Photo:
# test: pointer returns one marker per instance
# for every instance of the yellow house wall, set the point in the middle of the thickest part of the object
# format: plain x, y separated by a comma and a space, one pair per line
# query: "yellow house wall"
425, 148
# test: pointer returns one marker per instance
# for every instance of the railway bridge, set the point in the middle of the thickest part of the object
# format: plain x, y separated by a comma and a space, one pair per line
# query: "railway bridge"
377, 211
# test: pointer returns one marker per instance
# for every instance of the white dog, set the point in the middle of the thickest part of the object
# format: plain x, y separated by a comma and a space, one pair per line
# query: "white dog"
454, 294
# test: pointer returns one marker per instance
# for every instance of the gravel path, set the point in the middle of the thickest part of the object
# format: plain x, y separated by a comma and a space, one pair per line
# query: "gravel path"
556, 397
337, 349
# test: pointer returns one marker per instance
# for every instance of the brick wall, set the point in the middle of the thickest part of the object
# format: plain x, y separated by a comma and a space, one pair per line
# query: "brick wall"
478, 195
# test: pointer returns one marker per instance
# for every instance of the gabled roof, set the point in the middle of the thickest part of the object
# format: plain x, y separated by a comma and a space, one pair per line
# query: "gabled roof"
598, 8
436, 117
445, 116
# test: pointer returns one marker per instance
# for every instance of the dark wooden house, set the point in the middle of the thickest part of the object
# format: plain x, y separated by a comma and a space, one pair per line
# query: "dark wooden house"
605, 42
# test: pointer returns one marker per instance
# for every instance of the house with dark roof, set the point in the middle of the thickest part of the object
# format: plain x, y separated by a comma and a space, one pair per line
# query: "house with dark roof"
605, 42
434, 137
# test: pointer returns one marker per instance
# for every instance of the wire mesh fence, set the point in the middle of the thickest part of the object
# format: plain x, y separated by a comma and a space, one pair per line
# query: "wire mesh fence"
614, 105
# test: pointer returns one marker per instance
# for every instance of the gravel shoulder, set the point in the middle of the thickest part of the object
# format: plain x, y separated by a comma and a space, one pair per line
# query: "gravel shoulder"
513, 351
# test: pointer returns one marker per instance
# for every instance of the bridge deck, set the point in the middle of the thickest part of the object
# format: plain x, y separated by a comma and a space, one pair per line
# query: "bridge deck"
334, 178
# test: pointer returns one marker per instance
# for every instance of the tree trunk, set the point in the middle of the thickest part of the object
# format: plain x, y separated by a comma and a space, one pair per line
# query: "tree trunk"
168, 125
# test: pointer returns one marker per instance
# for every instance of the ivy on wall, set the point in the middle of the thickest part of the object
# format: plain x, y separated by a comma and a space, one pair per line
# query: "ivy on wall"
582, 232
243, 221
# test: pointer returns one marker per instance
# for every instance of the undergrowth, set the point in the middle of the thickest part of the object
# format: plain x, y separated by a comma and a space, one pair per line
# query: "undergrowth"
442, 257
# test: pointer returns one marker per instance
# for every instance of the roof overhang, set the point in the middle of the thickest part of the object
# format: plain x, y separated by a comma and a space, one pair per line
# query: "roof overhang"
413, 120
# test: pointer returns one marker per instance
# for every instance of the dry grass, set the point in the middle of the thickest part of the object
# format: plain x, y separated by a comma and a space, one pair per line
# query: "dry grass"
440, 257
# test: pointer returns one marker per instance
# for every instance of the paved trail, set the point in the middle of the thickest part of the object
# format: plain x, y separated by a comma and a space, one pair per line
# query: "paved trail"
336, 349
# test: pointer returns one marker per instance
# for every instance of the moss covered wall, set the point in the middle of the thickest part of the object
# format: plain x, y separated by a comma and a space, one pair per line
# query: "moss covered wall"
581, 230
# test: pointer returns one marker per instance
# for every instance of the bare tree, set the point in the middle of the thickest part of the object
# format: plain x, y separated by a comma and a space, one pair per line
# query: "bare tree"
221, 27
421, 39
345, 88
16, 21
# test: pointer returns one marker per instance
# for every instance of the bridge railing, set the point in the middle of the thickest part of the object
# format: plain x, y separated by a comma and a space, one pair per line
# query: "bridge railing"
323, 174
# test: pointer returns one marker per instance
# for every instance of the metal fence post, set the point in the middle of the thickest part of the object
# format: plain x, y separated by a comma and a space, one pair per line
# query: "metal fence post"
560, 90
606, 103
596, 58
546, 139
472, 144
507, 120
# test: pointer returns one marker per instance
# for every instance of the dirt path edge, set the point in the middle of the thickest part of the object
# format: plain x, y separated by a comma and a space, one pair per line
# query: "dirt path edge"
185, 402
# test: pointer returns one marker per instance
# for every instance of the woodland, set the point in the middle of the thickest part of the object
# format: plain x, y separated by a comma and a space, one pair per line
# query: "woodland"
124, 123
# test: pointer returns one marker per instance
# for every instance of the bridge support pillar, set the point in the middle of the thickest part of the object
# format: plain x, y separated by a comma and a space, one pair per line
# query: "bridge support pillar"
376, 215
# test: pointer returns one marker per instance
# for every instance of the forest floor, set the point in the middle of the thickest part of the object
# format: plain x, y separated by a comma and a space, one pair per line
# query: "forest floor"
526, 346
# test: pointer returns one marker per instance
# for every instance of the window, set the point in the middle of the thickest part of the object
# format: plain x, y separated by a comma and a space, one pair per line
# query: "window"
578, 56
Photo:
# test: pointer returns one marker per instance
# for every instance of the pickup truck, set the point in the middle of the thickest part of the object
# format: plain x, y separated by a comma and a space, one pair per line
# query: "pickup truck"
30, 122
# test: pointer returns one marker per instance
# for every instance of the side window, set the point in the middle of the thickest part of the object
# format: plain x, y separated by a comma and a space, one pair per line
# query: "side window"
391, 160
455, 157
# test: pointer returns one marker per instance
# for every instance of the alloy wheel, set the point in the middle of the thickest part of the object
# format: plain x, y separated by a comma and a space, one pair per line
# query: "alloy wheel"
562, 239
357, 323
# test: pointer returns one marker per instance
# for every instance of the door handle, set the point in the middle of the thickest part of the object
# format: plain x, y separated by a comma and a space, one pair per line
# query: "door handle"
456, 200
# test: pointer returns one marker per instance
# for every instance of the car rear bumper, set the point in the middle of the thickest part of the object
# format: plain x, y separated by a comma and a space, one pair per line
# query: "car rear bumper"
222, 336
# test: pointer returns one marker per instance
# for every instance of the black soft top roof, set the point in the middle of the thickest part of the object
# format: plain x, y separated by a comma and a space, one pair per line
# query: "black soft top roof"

****************************************

EXERCISE BRIEF: Give back every line above, unchanged.

RESULT BELOW:
Photo:
# test: pointer returns one marker per instance
# for every instance of the yellow house wall, set the point in the middle of the thickest part of the object
# format: plain x, y separated by a comma and a space, one pair per line
# query: "yellow house wall"
425, 148
# test: pointer returns one marker per instance
# for every instance of the railway bridge, set the point in the middle of the thickest part of the object
# format: plain x, y separated by a comma and a space, one pair per line
# query: "railway bridge"
377, 211
# test: pointer returns one marker per instance
# for every instance of the white dog, set the point in the middle of the thickest part of the object
# format: plain x, y separated by a comma and a space, one pair per line
# query: "white dog"
454, 294
# test: pointer returns one marker per instance
# for every instance of the gravel path, set the point in the middle of the thickest part of the object
# format: plain x, y separated by a comma and a space, one pair per line
# query: "gravel path"
556, 397
337, 349
# test: pointer returns one marker per instance
# for every instance of the brick wall, set the point in the middle of the thickest part of the object
# format: plain x, y separated by a comma and a space, one pair per line
# query: "brick wall"
478, 195
# test: pointer returns one marker per instance
# for every instance of the gabled roof, set the point in the middle of the thickest part of the object
# format: plain x, y separated by a comma and a space, one pair per line
# query: "gabled roof"
598, 8
436, 117
445, 116
# test: pointer returns one marker per instance
# for every instance of the dark wooden house, set the point in the middle of the thickest part of the object
# format: plain x, y separated by a comma and a space, one pair per line
# query: "dark wooden house"
605, 42
# test: pointer returns one marker per instance
# for every instance of the house with dark roof, set the point in the middle of the thickest part of the object
# format: plain x, y separated by a comma and a space, one pair per line
# query: "house with dark roof"
605, 42
434, 137
# test: pointer returns one marker per instance
# for every instance of the wire mesh fence, set the point in the middle of the thickest part of the object
# format: plain x, y separated by a comma and a space, one pair per line
# query: "wire mesh fence"
614, 105
# test: pointer returns one marker per instance
# for every instance of the gravel shoulder, set the point in the middle of the thickest part of the object
# format: plain x, y separated by a comma and a space, one pair per line
# query: "gravel shoulder"
513, 351
# test: pointer returns one marker per instance
# for every instance of the bridge deck, set the point in the middle of the thickest part of the object
# format: plain x, y separated by a comma and a space, one pair per line
# query: "bridge deck"
334, 178
# test: pointer returns one marker per instance
# for every instance of the tree trunk, set the point in the middle of the thickest part of the object
# format: plain x, y separated by a comma and a space, one pair per line
# query: "tree trunk"
168, 125
# test: pointer returns one marker per instance
# for every instance of the ivy on wall, set the point in the middle of the thickest part of the object
# format: plain x, y separated by a comma and a space, one pair per line
# query: "ivy on wall"
582, 232
243, 221
# test: pointer returns one marker per instance
# for every instance of the undergrowth, set the point in the middle of the thickest part of the object
# format: plain x, y separated by a comma and a space, one pair per line
# query: "undergrowth"
442, 257
# test: pointer returns one marker per instance
# for every instance of the roof overhang, set the point in the middle of the thickest part of the object
# format: plain x, y separated by a comma and a space, one pair per line
# query: "roof overhang"
413, 120
# test: pointer returns one marker per instance
# for every instance of the dry grass, set the point in the middle of the thickest part of the object
# format: plain x, y separated by a comma and a space, one pair per line
# query: "dry grass"
440, 257
# test: pointer returns one marker per instance
# for every instance of the paved trail, set the point in the middle of the thickest part of the object
# format: plain x, y separated by a comma and a space, one pair per line
# query: "paved trail"
336, 349
# test: pointer returns one marker per instance
# for every instance of the moss covered wall, set the point in the middle of the thickest part of the object
# format: plain x, y separated by a comma and a space, one pair per line
# query: "moss covered wall"
581, 230
# test: pointer returns one marker per instance
# for every instance of the bare tree, set the point in the middle of the thickest part of the object
# format: plain x, y separated by a comma and a space, one pair per line
# query: "bare tree"
221, 27
421, 39
345, 88
16, 21
# test: pointer returns one marker per instance
# for every instance of the bridge railing, set the point in the middle of the thickest part of the object
# format: plain x, y separated by a comma and a space, one pair per line
# query: "bridge railing"
323, 174
# test: pointer returns one marker per instance
# for every instance of the metal fence post, set the point in the middle of the thickest part of the object
# format: plain x, y separated by a comma and a space, one pair per line
# query: "metal fence post"
560, 90
606, 103
596, 58
546, 139
472, 144
507, 120
# test: pointer returns one marker per instance
# for every instance of the dirt path edge, set the point in the middle of the thickest part of the object
# format: plain x, y separated by a comma and a space, one pair per line
# query: "dirt path edge"
185, 402
# test: pointer returns one marker per instance
# for every instance of the woodland, set the point in the middle of the thickest part of the object
# format: plain x, y separated by a comma and a space, one pair per line
# query: "woodland"
124, 123
# test: pointer returns one marker per instance
# for every instance of the bridge support pillar, set the point in the middle of the thickest part of the object
# format: plain x, y separated by a comma and a space, one pair per line
# query: "bridge support pillar"
376, 215
# test: pointer returns one marker per instance
# for every instance of the forest floor, set the point in the middle of the thickest part of the object
# format: plain x, y separated by a comma and a space, one pair per line
# query: "forest floor"
526, 346
# test: pointer returns one marker per instance
# for every instance of the window, set the point in the middle of the thickest part of the object
# format: plain x, y separated by a comma and a space, one pair per line
# query: "window"
578, 56
Photo:
# test: pointer returns one marker per instance
# for every instance of the pickup truck, set the point in the middle of the thickest part of the object
# format: plain x, y separated by a comma and a space, one pair per line
# query: "pickup truck"
30, 122
# test: pointer returns one marker per instance
# for every instance of the side window, set the point in the middle of the thickest part of the object
# format: plain x, y separated by a comma and a space, one pair per line
# query: "side window"
391, 160
455, 157
# test: pointer returns one marker per instance
# for every instance of the alloy wheel, set the point in the middle of the thickest part of the object
# format: plain x, y separated by a comma and a space, one pair per line
# query: "alloy wheel"
562, 239
357, 323
# test: pointer returns one marker per instance
# for every instance of the door handle, set the point in the middle of the thickest part of the object
# format: plain x, y separated by a comma and a space, one pair per line
# query: "door handle"
456, 200
# test: pointer returns one marker per instance
# for every instance of the car rear bumper, set the point in the middle of the thickest part of the object
# format: plain x, y separated by a comma and a space, one pair per line
# query: "car rear bumper"
222, 336
# test: pointer returns one marker per instance
# for every instance of the black soft top roof, set the point in the middle of the thickest part of the object
# format: plain x, y separated by a comma and a space, one pair per line
# query: "black soft top roof"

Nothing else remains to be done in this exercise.